§ **Your objective**
Reproduce each of the following records word for word, line by line, with nothing changed or left out.

§ **Dataset records**
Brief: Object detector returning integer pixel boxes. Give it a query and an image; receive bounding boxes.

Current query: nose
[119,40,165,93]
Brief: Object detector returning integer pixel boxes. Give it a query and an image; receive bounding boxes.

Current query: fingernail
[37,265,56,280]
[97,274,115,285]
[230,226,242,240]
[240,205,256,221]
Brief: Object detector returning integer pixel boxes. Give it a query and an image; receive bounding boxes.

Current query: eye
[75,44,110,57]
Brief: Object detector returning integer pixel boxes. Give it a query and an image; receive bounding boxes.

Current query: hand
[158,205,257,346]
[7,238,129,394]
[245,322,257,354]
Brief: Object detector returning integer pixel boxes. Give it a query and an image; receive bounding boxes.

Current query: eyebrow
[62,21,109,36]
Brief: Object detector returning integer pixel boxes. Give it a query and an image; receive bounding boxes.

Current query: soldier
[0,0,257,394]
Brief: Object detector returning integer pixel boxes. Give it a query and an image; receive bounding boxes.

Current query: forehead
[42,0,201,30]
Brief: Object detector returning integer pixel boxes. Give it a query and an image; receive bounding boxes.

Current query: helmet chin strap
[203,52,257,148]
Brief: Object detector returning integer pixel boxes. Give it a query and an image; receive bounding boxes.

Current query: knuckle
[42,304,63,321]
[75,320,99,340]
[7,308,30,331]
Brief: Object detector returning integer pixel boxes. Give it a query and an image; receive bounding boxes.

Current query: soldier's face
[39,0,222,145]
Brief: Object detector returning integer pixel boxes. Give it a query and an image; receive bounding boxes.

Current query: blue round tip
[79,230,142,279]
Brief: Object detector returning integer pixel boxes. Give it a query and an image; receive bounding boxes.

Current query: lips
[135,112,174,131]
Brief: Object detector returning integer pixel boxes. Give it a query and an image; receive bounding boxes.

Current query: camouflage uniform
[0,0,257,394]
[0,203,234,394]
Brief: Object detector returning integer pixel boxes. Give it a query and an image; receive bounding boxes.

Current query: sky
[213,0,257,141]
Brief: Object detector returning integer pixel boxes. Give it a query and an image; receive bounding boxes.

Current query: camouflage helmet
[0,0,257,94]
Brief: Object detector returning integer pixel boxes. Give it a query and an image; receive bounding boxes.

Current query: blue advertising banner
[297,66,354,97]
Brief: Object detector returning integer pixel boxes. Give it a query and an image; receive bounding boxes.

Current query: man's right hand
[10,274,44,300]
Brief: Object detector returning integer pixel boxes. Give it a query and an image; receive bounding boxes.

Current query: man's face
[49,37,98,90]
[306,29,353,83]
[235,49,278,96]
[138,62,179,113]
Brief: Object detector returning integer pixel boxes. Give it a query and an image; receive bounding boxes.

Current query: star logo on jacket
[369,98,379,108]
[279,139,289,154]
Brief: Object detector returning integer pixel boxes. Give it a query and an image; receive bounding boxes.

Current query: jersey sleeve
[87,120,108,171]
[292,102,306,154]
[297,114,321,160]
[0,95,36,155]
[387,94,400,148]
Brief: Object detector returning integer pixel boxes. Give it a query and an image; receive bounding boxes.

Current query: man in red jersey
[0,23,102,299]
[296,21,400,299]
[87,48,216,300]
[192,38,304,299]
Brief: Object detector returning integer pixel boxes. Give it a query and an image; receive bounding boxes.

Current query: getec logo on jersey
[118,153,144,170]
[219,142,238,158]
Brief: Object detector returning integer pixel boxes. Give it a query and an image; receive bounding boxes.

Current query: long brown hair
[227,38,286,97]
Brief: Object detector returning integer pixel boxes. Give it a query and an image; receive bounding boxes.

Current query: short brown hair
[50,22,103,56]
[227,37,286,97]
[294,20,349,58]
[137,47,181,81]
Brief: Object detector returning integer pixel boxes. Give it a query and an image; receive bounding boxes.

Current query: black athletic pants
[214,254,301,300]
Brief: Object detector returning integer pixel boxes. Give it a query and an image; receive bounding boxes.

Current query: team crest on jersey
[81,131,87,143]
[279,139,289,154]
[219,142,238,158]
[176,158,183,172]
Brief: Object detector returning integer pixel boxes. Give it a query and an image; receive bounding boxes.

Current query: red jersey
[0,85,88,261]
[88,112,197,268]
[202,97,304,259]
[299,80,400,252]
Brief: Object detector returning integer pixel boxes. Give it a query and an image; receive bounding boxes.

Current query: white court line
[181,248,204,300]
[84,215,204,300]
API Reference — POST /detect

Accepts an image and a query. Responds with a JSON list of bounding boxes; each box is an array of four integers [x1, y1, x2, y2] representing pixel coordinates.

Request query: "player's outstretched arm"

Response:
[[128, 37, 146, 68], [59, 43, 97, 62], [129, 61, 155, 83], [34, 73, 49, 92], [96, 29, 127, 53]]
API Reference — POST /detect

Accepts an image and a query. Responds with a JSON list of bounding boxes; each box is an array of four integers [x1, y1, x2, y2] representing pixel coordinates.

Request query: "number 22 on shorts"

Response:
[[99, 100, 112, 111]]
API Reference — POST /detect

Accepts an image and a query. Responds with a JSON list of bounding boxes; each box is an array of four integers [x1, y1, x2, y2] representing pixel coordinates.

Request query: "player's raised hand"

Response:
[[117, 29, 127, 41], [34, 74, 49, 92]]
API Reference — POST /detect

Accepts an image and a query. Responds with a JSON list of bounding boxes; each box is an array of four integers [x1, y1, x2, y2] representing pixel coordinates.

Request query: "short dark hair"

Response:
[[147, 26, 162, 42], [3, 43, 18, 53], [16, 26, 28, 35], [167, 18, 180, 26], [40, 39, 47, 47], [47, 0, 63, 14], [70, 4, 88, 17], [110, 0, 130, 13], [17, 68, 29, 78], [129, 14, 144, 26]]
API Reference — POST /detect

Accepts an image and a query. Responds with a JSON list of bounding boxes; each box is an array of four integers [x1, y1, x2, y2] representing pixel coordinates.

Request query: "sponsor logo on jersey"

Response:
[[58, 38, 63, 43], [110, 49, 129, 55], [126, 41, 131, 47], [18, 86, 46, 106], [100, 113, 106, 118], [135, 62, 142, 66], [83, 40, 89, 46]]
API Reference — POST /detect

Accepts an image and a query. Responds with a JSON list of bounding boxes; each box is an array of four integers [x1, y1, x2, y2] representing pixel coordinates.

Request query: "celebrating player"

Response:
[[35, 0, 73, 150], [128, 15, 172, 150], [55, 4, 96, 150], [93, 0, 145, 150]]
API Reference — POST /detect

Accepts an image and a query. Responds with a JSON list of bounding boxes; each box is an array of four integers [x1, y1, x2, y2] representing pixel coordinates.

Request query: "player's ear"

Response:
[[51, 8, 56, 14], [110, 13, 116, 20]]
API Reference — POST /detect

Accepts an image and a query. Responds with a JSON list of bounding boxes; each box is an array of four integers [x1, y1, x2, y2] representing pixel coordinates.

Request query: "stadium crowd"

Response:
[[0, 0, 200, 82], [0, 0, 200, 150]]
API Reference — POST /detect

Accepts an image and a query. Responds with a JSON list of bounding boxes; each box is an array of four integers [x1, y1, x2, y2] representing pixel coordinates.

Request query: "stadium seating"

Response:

§ **Finished answer**
Brief: Object detector returning integer pixel boxes. Give it a query and an image; receive bounding boxes.

Current query: nose
[119,40,165,93]
Brief: Object detector returning integer pixel boxes. Give it a query and an image; receive bounding boxes.

Current query: fingernail
[37,265,56,280]
[97,274,115,285]
[230,226,242,240]
[240,205,256,221]
Brief: Object detector returning integer pixel boxes. Give it a query and an image; receive bounding boxes.

Current query: eye
[75,44,110,57]
Brief: Object detector returning integer pixel boxes. Give it a query and an image; receive bounding boxes.

Current query: hand
[158,205,257,346]
[7,238,129,394]
[245,322,257,354]
Brief: Object detector returning integer pixel boxes. Give it a query and an image; receive bounding boxes.

Current query: eyebrow
[62,21,109,36]
Brief: Object detector returning integer pixel boxes. Give it a query and an image; receive bounding boxes.

Current query: soldier
[0,0,257,394]
Brief: Object detector returning integer pixel boxes. Give it a query and an image; receive bounding boxes.

Current query: forehead
[42,0,201,30]
Brief: Object detector returning integer pixel boxes. Give it a query and an image; receive bounding boxes.

Current query: helmet chin strap
[203,52,257,148]
Brief: Object detector returning integer pixel boxes. Give it a query and an image; receive bounding boxes.

Current query: knuckle
[42,304,63,321]
[75,320,99,340]
[7,308,30,331]
Brief: Object detector returning integer pixel boxes. Give it a query and an image; receive bounding boxes.

Current query: soldier's face
[39,0,222,145]
Brief: Object detector returning integer pixel boxes. Give it a query and an image; receive bounding boxes.

Current query: blue round tip
[79,230,142,279]
Brief: Object detector returning integer pixel boxes. Give it a query and an image; receive bounding boxes.

Current query: lips
[135,112,174,131]
Brief: Object detector returning integer pixel boxes. Give it a query and an image; receive bounding boxes.

Current query: camouflage uniform
[0,0,257,394]
[0,203,234,394]
Brief: Object detector returning integer pixel boxes. Give it a query and an image; receive bounding boxes.

Current query: sky
[213,0,257,141]
Brief: Object detector returning integer pixel boxes. Give it a query and an image; receive bounding boxes.

Current query: camouflage helmet
[0,0,257,94]
Brief: Object detector returning integer pixel boxes. Give it a query and an image; receive bounding boxes.

Current query: blue advertising banner
[297,66,354,97]
Brief: Object detector returning integer pixel boxes. Give it a query and an image; receive bounding boxes.

Current query: man's right hand
[10,274,44,300]
Brief: Object detector returning integer pixel boxes. Give it a query and an image; receive bounding boxes.

Current query: man's face
[49,37,98,90]
[306,29,353,83]
[235,49,278,96]
[138,62,179,113]
Brief: Object detector returning integer pixel boxes. Give it a query and an image; receive bounding boxes.

Current query: star logo on jacket
[369,98,379,108]
[279,139,289,154]
Brief: Object detector returning integer pixel boxes. Give it a query and an image; receive bounding boxes.

Current query: jersey sleeve
[87,120,108,171]
[292,102,306,154]
[297,114,321,160]
[0,95,36,155]
[387,94,400,148]
Brief: Object detector returning integer pixel boxes. Give it a query and an image; receive bounding boxes.

Current query: man in red jersey
[0,23,102,299]
[296,21,400,299]
[87,48,216,300]
[192,38,304,299]
Brief: Object detector returning integer pixel boxes. Give it a query and an image; receive bounding boxes.

Current query: getec logo on jersey
[118,153,144,170]
[219,142,238,158]
Brief: Object detector returning integer pixel boxes. Give it a query and an image; receive bounding boxes.

Current query: long brown hair
[227,38,286,97]
Brief: Object detector returning integer pixel boxes. Give it a query and an image; receive bounding boxes.

Current query: short brown hair
[50,22,103,56]
[227,37,286,97]
[294,20,349,58]
[137,47,181,81]
Brief: Object detector returning integer pixel boxes. Give it a query and an image; receive bounding boxes.

Current query: black athletic pants
[214,254,301,300]
Brief: Object detector returning integer pixel boxes. Give it a query and an image; receive bounding boxes.

Current query: team crest on jersey
[81,131,87,143]
[279,139,289,154]
[219,142,238,158]
[176,158,183,172]
Brief: Object detector returning integer pixel boxes. Give it a query and an image; receive bounding boxes.

Current query: red jersey
[0,85,88,261]
[88,112,197,268]
[202,97,304,259]
[299,80,400,252]
Brief: Object detector returning integer pixel boxes. Give it a query and an image; receive bounding boxes.

Current query: white court line
[181,248,204,300]
[84,215,204,300]
API Reference — POST /detect

Accepts an image and a query. Responds with a JSON list of bounding boxes; each box is an array of four integers [x1, y1, x2, y2] representing pixel coordinates.

Request query: "player's outstretched arm"

Response:
[[128, 37, 146, 68], [59, 43, 97, 62], [129, 61, 155, 83], [34, 73, 49, 92], [96, 29, 127, 53]]
API Reference — POST /detect

Accepts an image and a query. Responds with a JSON list of bounding boxes; each box is an array of four integers [x1, y1, x2, y2] representing pixel coordinates.

Request query: "number 22 on shorts"

Response:
[[99, 100, 112, 111]]
API Reference — POST /detect

Accepts an image and a query. Responds with a JSON list of bounding boxes; each box is an array of four integers [x1, y1, x2, y2] representing pixel coordinates.

Request query: "player's raised hand"

Response:
[[117, 29, 127, 41], [34, 74, 49, 92]]
API Reference — POST /detect

Accepts an image and a query. Responds with a JSON list of bounding boxes; each box is an array of four integers [x1, y1, x2, y2] representing pixel coordinates.

Request query: "short dark hair"

Response:
[[147, 26, 162, 42], [3, 43, 18, 53], [16, 26, 28, 35], [167, 18, 180, 26], [40, 39, 47, 47], [47, 0, 63, 14], [70, 4, 88, 17], [110, 0, 130, 13], [17, 68, 29, 78], [129, 14, 144, 26]]
API Reference — POST /detect

Accepts an image and a query. Responds with a JSON list of bounding boxes; each box is an array of four integers [x1, y1, x2, y2] representing pixel coordinates.

Request query: "sponsor logo on jersey"

Response:
[[58, 38, 63, 43], [110, 49, 129, 55], [126, 41, 131, 47], [18, 86, 46, 106], [100, 113, 106, 118], [135, 62, 142, 66], [83, 40, 89, 46]]
API Reference — POST /detect

Accepts an image and a query. Responds with a JSON list of bounding boxes; each box is an array of four integers [x1, y1, x2, y2] representing pixel coordinates.

Request query: "celebrating player"

Response:
[[35, 0, 73, 150], [128, 15, 172, 150], [55, 4, 96, 150], [93, 0, 145, 150]]
API Reference — POST /detect

Accepts an image and a query. Responds with a JSON list of bounding boxes; each box is an array of four integers [x1, y1, x2, y2] representing pixel coordinates.

Request query: "player's ear"

Response:
[[51, 8, 56, 14], [110, 13, 116, 20]]
API Reference — POST /detect

Accepts an image and a query. Responds with a JSON list of bounding boxes; each box is an array of four integers [x1, y1, x2, y2] representing pixel coordinates.

Request query: "stadium crowd"

Response:
[[0, 0, 200, 82], [0, 0, 200, 150]]
API Reference — POST /detect

Accepts an image and a query. Responds with a JSON list of bounding boxes; each box is an array of four integers [x1, y1, x2, y2] representing pixel coordinates.

Request query: "stadium seating"

Response:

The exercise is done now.